[Problem statement]
Below is a listing. Set down exactly the lines from the one containing "1419L228 1425H269L271 1410L258" through the one containing "positive clicks: (221, 1416)", both ends included, and leave out the rest.

[Source data]

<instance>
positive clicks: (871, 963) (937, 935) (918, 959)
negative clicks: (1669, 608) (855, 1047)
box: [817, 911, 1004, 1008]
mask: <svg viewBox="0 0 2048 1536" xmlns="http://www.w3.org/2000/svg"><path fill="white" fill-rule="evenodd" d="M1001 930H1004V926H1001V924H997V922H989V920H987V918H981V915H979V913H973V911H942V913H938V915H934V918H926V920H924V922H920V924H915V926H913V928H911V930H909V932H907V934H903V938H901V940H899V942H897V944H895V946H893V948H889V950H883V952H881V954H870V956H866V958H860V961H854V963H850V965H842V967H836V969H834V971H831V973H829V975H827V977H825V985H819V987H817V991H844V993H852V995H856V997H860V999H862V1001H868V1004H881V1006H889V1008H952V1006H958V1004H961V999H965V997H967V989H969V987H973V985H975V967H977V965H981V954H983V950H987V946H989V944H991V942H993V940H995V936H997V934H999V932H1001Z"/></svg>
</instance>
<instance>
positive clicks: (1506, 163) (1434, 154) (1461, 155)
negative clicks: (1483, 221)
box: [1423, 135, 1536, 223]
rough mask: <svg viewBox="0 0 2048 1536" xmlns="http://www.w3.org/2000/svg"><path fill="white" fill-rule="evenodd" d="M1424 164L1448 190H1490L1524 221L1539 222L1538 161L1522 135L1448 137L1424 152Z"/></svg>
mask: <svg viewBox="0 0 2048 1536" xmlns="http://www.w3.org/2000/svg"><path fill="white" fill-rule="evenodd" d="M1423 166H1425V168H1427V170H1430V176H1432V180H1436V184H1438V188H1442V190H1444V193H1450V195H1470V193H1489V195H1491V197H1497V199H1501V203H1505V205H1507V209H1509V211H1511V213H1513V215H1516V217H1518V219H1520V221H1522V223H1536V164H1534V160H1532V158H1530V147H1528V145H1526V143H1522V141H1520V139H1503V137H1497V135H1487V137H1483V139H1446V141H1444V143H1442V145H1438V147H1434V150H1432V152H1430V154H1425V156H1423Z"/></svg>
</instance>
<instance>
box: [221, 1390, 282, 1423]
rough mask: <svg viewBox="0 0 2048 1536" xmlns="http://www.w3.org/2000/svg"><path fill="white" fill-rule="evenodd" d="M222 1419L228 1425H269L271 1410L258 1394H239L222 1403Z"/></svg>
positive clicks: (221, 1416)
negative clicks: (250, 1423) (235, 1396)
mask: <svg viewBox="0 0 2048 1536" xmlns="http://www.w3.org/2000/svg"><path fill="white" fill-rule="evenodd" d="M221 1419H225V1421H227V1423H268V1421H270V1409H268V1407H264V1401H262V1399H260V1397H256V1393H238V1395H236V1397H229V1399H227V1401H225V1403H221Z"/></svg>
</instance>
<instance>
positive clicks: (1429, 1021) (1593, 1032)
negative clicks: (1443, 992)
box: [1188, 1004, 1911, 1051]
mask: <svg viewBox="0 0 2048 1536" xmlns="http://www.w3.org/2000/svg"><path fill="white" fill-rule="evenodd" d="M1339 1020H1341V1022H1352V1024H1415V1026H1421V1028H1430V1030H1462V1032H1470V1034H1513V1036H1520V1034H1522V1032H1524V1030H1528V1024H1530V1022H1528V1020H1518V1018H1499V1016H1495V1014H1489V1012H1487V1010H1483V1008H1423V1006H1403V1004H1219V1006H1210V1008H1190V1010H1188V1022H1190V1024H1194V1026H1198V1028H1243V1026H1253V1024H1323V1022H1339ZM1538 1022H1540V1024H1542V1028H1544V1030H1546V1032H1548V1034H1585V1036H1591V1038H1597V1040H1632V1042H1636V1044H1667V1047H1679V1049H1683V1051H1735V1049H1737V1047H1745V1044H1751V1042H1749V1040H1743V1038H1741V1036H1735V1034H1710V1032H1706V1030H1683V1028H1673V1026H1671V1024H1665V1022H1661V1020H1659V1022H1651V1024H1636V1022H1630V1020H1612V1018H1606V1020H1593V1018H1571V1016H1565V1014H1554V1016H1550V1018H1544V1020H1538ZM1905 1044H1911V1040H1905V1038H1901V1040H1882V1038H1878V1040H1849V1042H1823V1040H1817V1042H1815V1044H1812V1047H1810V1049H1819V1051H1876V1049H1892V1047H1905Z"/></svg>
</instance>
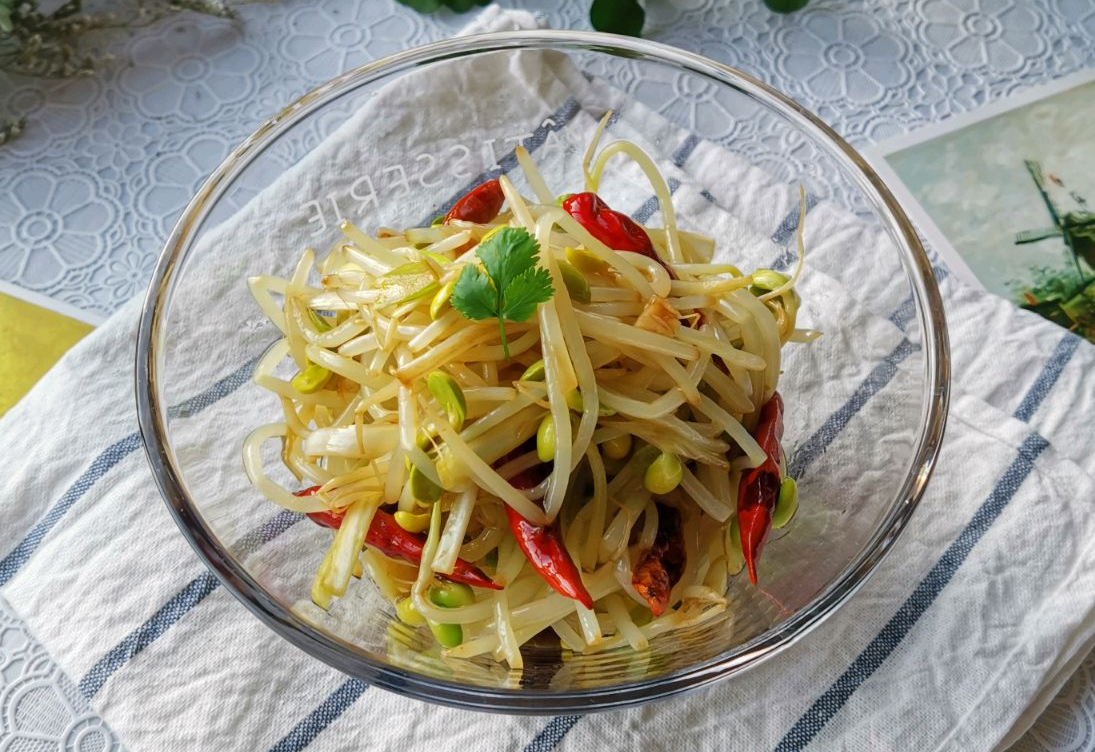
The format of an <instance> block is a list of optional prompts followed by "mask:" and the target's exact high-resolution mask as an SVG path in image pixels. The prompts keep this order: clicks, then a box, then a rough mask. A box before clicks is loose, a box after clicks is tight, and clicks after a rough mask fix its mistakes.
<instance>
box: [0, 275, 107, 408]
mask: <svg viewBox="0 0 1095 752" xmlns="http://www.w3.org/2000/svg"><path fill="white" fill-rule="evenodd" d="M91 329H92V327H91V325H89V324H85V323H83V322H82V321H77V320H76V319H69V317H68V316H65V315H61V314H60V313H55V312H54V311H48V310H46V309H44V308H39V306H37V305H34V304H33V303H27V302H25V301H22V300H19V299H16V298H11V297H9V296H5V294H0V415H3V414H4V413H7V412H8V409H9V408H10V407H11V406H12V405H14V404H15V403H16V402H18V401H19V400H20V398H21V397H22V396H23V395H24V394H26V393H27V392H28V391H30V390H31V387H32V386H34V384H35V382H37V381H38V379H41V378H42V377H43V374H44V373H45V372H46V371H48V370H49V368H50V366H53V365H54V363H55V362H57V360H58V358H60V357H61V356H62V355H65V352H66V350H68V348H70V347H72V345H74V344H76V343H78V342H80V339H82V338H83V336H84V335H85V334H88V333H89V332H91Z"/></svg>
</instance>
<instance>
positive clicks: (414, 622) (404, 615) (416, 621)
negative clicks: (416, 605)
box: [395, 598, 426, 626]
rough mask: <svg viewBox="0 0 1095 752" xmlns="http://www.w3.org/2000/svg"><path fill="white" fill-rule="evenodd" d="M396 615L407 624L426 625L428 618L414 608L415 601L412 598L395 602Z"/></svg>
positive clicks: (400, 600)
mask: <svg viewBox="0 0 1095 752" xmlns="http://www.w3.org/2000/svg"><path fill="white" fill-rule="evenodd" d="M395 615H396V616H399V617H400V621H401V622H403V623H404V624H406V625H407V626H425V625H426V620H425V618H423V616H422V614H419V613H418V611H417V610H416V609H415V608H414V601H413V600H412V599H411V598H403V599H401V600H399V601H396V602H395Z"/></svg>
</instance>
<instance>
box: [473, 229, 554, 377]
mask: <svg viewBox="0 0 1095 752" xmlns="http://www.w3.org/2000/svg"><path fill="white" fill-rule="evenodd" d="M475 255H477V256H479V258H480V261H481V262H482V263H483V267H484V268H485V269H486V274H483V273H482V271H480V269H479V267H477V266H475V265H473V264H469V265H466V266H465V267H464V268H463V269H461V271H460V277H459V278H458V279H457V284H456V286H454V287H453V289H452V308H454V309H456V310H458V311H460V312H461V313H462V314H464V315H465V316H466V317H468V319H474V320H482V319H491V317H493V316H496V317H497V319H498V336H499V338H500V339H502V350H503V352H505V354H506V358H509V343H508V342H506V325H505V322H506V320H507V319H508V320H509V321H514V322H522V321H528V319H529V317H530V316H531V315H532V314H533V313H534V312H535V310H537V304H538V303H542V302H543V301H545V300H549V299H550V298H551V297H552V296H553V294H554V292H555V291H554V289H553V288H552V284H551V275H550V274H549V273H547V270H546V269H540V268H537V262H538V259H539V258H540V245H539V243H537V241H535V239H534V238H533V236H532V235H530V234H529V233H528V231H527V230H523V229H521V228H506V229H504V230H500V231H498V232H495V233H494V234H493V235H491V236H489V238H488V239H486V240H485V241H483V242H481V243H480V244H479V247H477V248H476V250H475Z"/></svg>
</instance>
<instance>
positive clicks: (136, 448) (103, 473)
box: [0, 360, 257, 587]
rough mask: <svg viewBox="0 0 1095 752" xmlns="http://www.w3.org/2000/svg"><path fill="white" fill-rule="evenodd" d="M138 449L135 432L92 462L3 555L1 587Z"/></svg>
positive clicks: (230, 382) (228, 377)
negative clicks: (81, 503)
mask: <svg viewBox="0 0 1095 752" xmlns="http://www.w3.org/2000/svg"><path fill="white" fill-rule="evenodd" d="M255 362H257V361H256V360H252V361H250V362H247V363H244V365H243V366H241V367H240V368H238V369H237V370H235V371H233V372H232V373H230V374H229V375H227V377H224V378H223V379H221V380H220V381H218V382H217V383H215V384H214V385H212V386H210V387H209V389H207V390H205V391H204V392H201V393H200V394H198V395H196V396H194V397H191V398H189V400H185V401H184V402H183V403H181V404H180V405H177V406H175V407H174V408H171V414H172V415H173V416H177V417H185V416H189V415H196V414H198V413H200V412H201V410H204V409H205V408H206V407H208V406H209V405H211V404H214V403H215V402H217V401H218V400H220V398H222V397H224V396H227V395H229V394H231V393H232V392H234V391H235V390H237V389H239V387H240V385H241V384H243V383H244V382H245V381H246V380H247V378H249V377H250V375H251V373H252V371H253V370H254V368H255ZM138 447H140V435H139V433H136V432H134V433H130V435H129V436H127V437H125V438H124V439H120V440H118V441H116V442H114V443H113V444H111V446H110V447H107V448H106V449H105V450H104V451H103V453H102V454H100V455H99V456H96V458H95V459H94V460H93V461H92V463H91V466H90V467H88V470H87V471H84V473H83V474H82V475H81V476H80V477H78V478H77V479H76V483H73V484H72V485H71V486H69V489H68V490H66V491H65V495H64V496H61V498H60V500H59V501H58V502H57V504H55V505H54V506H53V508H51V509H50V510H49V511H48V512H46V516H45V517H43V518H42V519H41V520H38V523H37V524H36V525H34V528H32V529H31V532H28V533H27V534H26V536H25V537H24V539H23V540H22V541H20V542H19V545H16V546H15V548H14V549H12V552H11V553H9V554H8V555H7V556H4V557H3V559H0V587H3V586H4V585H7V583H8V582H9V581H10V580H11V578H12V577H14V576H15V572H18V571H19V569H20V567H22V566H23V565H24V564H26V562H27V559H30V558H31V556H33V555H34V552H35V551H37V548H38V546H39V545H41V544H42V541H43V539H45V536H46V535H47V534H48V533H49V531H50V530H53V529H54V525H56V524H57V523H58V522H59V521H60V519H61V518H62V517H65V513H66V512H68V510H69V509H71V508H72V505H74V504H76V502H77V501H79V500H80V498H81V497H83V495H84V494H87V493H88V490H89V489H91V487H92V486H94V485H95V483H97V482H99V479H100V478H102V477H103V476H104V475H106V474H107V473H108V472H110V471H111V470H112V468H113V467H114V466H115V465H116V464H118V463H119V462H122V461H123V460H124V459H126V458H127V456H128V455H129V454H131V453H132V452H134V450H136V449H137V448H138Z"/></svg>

[Solved problem]
rough mask: <svg viewBox="0 0 2048 1536" xmlns="http://www.w3.org/2000/svg"><path fill="white" fill-rule="evenodd" d="M222 1419L228 1425H269L271 1410L258 1394H239L222 1403Z"/></svg>
positive clicks: (221, 1416)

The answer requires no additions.